Content starts

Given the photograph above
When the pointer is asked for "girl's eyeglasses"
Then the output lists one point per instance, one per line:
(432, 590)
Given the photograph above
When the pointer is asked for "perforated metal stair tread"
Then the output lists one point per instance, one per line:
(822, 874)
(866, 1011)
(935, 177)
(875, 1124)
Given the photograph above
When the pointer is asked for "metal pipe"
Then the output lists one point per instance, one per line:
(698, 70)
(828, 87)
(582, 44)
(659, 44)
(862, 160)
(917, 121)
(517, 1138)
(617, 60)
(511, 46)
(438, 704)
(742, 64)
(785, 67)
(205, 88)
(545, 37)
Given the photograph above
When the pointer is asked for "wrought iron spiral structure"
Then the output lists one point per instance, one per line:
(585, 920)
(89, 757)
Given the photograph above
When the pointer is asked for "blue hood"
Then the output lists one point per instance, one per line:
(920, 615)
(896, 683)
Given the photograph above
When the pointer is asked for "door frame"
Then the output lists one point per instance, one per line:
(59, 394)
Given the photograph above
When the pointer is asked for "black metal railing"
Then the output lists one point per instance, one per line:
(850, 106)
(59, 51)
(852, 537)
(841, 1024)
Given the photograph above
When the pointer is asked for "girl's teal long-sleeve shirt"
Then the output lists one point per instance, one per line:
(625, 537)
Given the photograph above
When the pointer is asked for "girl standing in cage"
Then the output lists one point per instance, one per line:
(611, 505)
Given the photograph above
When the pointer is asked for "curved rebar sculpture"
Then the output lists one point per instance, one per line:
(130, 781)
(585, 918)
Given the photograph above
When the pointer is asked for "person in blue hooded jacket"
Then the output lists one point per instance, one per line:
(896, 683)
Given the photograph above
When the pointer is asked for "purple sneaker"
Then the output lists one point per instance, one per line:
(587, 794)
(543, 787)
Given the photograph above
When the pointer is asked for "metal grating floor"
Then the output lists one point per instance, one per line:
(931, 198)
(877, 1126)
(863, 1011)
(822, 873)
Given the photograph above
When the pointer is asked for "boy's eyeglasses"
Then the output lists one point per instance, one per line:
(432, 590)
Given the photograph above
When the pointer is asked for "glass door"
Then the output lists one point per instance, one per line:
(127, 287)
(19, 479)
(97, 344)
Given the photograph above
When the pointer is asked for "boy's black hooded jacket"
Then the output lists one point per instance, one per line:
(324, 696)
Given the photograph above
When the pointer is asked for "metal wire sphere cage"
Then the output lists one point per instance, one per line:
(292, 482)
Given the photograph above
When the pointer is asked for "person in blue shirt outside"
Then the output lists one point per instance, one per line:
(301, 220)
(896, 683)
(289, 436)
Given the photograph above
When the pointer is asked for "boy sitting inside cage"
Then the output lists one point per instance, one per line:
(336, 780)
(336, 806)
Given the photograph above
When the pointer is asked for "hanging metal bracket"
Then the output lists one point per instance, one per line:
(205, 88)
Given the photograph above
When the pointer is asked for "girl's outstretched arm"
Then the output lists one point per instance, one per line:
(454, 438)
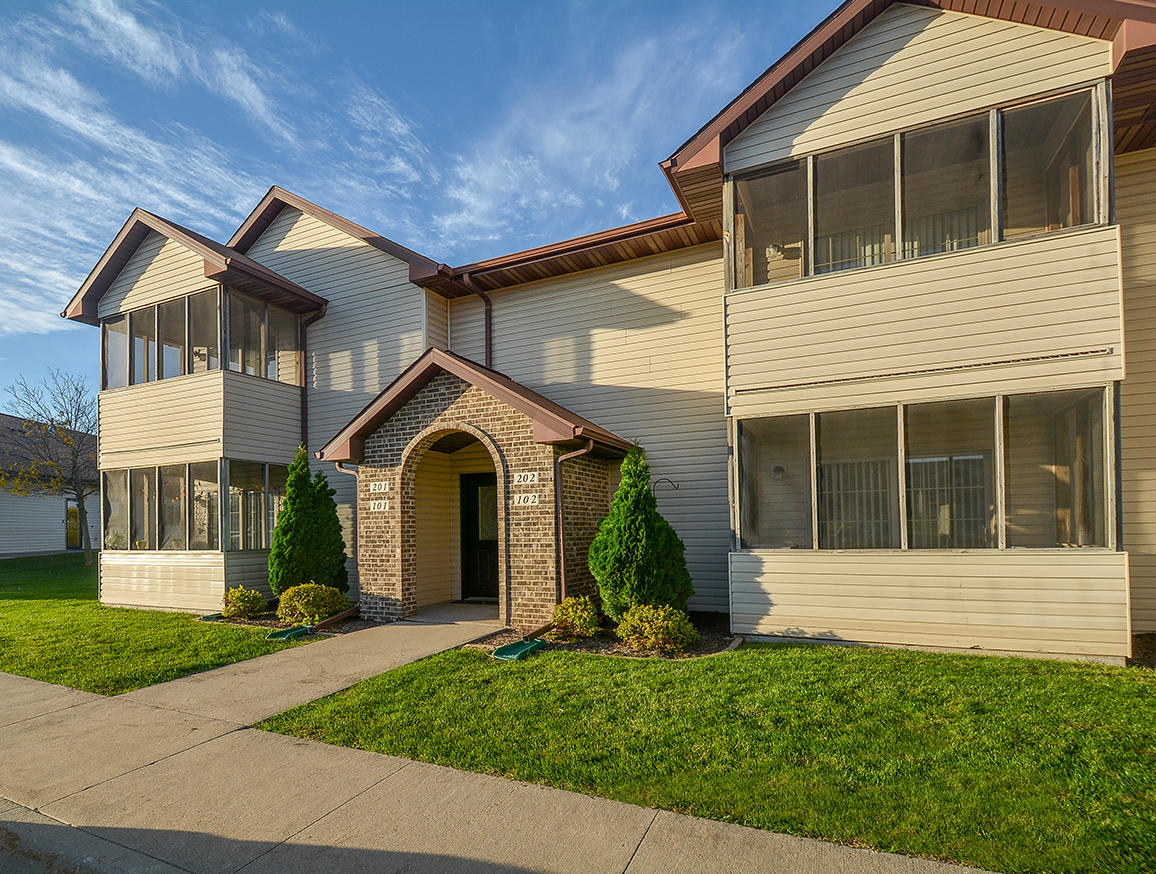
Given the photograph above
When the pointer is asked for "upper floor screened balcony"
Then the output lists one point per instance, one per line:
(986, 178)
(184, 335)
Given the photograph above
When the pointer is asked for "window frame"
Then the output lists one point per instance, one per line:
(1111, 450)
(1101, 212)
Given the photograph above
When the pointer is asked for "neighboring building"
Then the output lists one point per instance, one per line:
(41, 523)
(877, 361)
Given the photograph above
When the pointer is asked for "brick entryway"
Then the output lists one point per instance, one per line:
(446, 416)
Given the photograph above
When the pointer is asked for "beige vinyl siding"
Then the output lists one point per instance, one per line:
(160, 269)
(437, 321)
(36, 523)
(261, 419)
(373, 327)
(638, 349)
(175, 580)
(161, 423)
(1135, 204)
(250, 569)
(932, 327)
(911, 66)
(1065, 602)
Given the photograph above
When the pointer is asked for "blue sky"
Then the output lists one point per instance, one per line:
(460, 130)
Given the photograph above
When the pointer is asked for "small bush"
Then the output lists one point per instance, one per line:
(310, 602)
(241, 602)
(661, 629)
(575, 617)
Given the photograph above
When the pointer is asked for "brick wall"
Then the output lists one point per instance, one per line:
(527, 543)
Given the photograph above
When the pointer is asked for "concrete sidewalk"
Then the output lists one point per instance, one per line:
(160, 780)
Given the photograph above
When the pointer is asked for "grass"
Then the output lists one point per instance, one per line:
(1012, 764)
(52, 628)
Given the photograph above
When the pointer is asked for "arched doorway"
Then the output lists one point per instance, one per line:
(457, 523)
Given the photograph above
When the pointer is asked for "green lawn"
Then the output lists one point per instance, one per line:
(1010, 764)
(53, 629)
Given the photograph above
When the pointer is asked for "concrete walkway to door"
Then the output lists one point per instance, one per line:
(170, 779)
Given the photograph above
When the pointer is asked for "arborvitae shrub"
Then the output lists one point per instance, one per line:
(308, 545)
(309, 604)
(636, 556)
(657, 629)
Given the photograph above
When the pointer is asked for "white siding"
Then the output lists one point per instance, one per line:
(261, 419)
(1069, 602)
(164, 422)
(36, 523)
(1135, 197)
(373, 327)
(160, 269)
(173, 580)
(911, 66)
(437, 321)
(249, 569)
(931, 327)
(638, 349)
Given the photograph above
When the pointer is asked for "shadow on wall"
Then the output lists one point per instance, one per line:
(41, 847)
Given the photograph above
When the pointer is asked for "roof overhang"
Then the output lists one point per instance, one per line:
(695, 170)
(553, 423)
(222, 264)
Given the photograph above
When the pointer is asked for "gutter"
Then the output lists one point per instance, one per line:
(558, 521)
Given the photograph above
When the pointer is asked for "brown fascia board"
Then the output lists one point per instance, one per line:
(835, 30)
(553, 423)
(221, 265)
(278, 198)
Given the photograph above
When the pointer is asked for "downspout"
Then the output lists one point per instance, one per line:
(558, 521)
(303, 368)
(468, 282)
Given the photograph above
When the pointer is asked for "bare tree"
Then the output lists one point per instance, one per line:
(52, 451)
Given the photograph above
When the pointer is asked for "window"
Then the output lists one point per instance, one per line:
(775, 476)
(946, 187)
(281, 355)
(279, 474)
(854, 207)
(205, 510)
(246, 505)
(204, 330)
(246, 327)
(949, 450)
(143, 330)
(770, 226)
(142, 506)
(1053, 483)
(171, 330)
(1049, 160)
(858, 451)
(1054, 456)
(115, 354)
(116, 509)
(171, 500)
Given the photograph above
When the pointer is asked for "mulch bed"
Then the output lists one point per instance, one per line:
(713, 636)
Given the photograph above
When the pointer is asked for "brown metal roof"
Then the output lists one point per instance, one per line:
(695, 169)
(222, 264)
(278, 198)
(553, 422)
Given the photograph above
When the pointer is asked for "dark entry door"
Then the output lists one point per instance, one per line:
(480, 535)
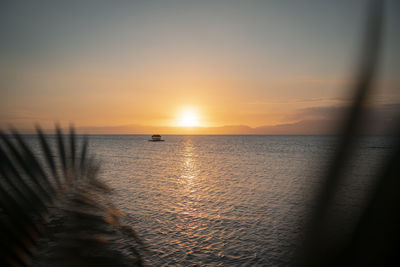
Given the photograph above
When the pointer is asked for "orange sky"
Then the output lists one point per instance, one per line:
(135, 68)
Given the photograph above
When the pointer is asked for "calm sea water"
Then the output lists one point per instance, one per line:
(224, 200)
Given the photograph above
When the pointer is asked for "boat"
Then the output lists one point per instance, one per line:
(156, 138)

Content ends

# [DIRECTIONS FOR THIS TASK]
Repeat the listing verbatim without its pictures.

# [OUTPUT FOR THIS EXERCISE]
Given the photograph above
When the pointer is asked for "girl's eyeglasses"
Then the output lists one point per instance, one per line:
(432, 590)
Given the photograph above
When the pointer is asked for "perforated metal stair tread"
Then the output lists one point per instance, one per line:
(822, 874)
(866, 1011)
(935, 177)
(875, 1124)
Given the photograph above
When the pointer is asked for "metal pipe"
Then the output lists one point per instance, one per line:
(698, 70)
(828, 87)
(582, 44)
(659, 44)
(862, 160)
(917, 121)
(517, 1138)
(617, 60)
(511, 46)
(438, 704)
(742, 64)
(785, 67)
(205, 88)
(545, 37)
Given the photograph above
When the pointer is asked for "wrought iron spiral structure"
Then the output lists one point per instance, one per line:
(585, 920)
(89, 757)
Given the photograph above
When the pointer is asked for "blue hood"
Then the output lists one point per instance, one per line:
(920, 615)
(896, 683)
Given the photograph above
When the pointer is asked for "door frame"
Then the output lists one point per instance, one per line:
(59, 394)
Given the photograph above
When the pointer is asked for "black metal railing"
Then the output lists one point per instance, one per line:
(850, 106)
(59, 51)
(852, 537)
(841, 1024)
Given the photograph above
When the pointer is asked for "girl's teal long-sleeve shirt"
Then the output lists one point per instance, one per line:
(625, 537)
Given the photograph above
When the pointer is asked for "girl standing in cage"
Then the output lists one point per instance, one per line:
(611, 505)
Given the photograph above
When the pointer is asked for "curved rebar sculpture"
Then the output lists one point per instance, one per line:
(130, 781)
(585, 918)
Given the photograph above
When the pointer is asked for "person in blue hooded jacket"
Then the output lists one point per instance, one per line:
(896, 683)
Given the photograph above
When the pointer is asked for "purple sneaker"
Then the output lists one point per instance, one per line:
(587, 794)
(543, 787)
Given the photograph above
When the pointer is asked for "metal grating floor"
Then the output lists one point per instance, one per line:
(931, 198)
(877, 1126)
(863, 1011)
(822, 873)
Given the photograph above
When the pointer is asked for "boy's eyeglasses"
Then the output lists one point per instance, one per line:
(432, 590)
Given the photograph above
When the pointer is asked for "glass door"
Then the output lists one point per instance, one per line:
(127, 287)
(19, 479)
(97, 344)
Given the photograph above
When the pointer is asked for "boy's black hooded jacket"
Then the output lists one point per instance, one per line:
(324, 696)
Given the photograph above
When the pointer is asked for "metal wire sphere cage"
Then the output lists one point per instance, one per line:
(292, 482)
Given the photograph above
When the pointer is asked for "person in blue shirt outside"
Then the output lists one point per instance, one per line:
(301, 220)
(896, 683)
(289, 436)
Given the photograph above
When the pointer is asked for "boy sitting inside cage"
Then the output lists one point per instance, one per line:
(336, 780)
(336, 806)
Given the photograph above
When the pointer is asked for "hanging metal bracket"
Then the output lists one point per instance, one per line:
(205, 88)
Given the photograph above
When the pointer is asked for "girl's outstretched arm"
Then the output lists one point per instance, one per line:
(454, 438)
Given the photograph above
When the pointer is asked for "upper floor screened balcony"
Then the output lists one point per instance, one per line:
(986, 178)
(184, 335)
Given the photograph above
When the pointer is asked for "window frame"
Then the output lists one point per instance, one per line:
(1111, 450)
(1101, 212)
Given the photograph above
When the pointer is asked for "neighboring building"
Then the output lists one point per instance, one per line:
(41, 523)
(877, 361)
Given the photograph above
When the pointer is asked for "brick entryway"
Then the output lists one point per instance, one per line:
(446, 416)
Given the photograph above
When the pointer is asked for "beige vinyl siding"
Then the output lists one point per instance, one per line:
(160, 269)
(437, 321)
(36, 523)
(261, 419)
(373, 327)
(638, 349)
(175, 580)
(161, 423)
(1135, 204)
(250, 569)
(932, 327)
(911, 66)
(1065, 602)
Given the photograph above
When the pointer is asked for "blue sky"
Then the output lists one point per instance, one per line:
(460, 130)
Given the photograph above
When the pointer is asked for "small bush"
Then the output lists one point per instance, one per line:
(310, 602)
(241, 602)
(661, 629)
(575, 617)
Given the photograph above
When the pointer is asked for "brick wall"
Then the output lists one point per instance, one per line:
(527, 543)
Given the photograph above
When the pointer is asked for "concrete sidewalk"
Then the output lists one point per instance, one per line:
(160, 780)
Given the photograph above
When the pointer is asked for "grass"
Then the output lists one point per instance, one per line:
(1012, 764)
(52, 628)
Given the photograph above
When the pointer is asked for "arched doorway"
Then the output lists one point per instance, one per line:
(457, 523)
Given the photograph above
When the pointer is asked for "green lawn"
Then the output lists one point per instance, one per line:
(1010, 764)
(53, 629)
Given the photograph above
When the pointer is asked for "concrete walkway to door"
Then the output lists one point per instance, one per line:
(170, 779)
Given the photograph above
When the pointer is asked for "arborvitae shrub"
Then the output lists one point per instance, one per line:
(308, 545)
(309, 604)
(636, 556)
(657, 629)
Given the photograph above
When the pointer is asked for "white siding"
Then the output lists one point per instance, one per line:
(261, 419)
(1069, 602)
(164, 422)
(36, 523)
(1135, 197)
(373, 327)
(160, 269)
(173, 580)
(911, 66)
(437, 321)
(249, 569)
(931, 327)
(638, 349)
Given the photograph above
When the pointer is asked for "shadow on wall"
Then the output lists one point per instance, one per line:
(41, 847)
Given the photograph above
When the pointer is asked for "roof overhang"
Then the output lists one point per instance, one per line:
(695, 170)
(553, 423)
(222, 264)
Given the photograph above
When the pointer is asked for "gutter"
Then the output lists one point per instance, one per line:
(558, 521)
Given the photograph above
When the pointer is asked for "brown fascia board"
Then the output lists one point per instance, one per line:
(835, 30)
(553, 423)
(221, 265)
(278, 198)
Given the photograph above
When the pointer is asked for "downspout"
Then the output lists one point per instance, one per line:
(558, 521)
(303, 368)
(468, 282)
Given the photograph above
When the pointer is asked for "bare tree"
Then the output lists one point per instance, one per line:
(52, 451)
Given the photograph above
When the pointer is asked for "window"
Then the output lists one point per instance, one per line:
(775, 476)
(946, 187)
(281, 355)
(279, 474)
(854, 207)
(205, 510)
(246, 505)
(204, 330)
(246, 327)
(949, 450)
(143, 330)
(770, 226)
(142, 506)
(1053, 483)
(171, 330)
(1049, 160)
(858, 451)
(1054, 456)
(115, 354)
(116, 509)
(171, 500)
Given the photograph above
When the pointer is asked for "mulch bed"
Then the output lists one point per instance, one per line:
(713, 636)
Given the photograph above
When the pointer is asked for "brown metal roof"
Then the output lists one point per instance, one per line:
(695, 169)
(222, 264)
(278, 198)
(553, 422)
Given the photograph above
When the pointer is asked for "dark entry door"
Then the output lists one point per instance, one per line:
(480, 535)
Given the photograph above
When the pointer is asked for "orange sky"
Then the output lists one point per instance, one per line:
(135, 68)
Given the photograph above
When the pointer is asked for "calm sea water"
Then the output lists one point per instance, one per line:
(224, 200)
Given the photograph above
When the pointer is asked for "boat"
Then the output lists one point per instance, one per line:
(156, 138)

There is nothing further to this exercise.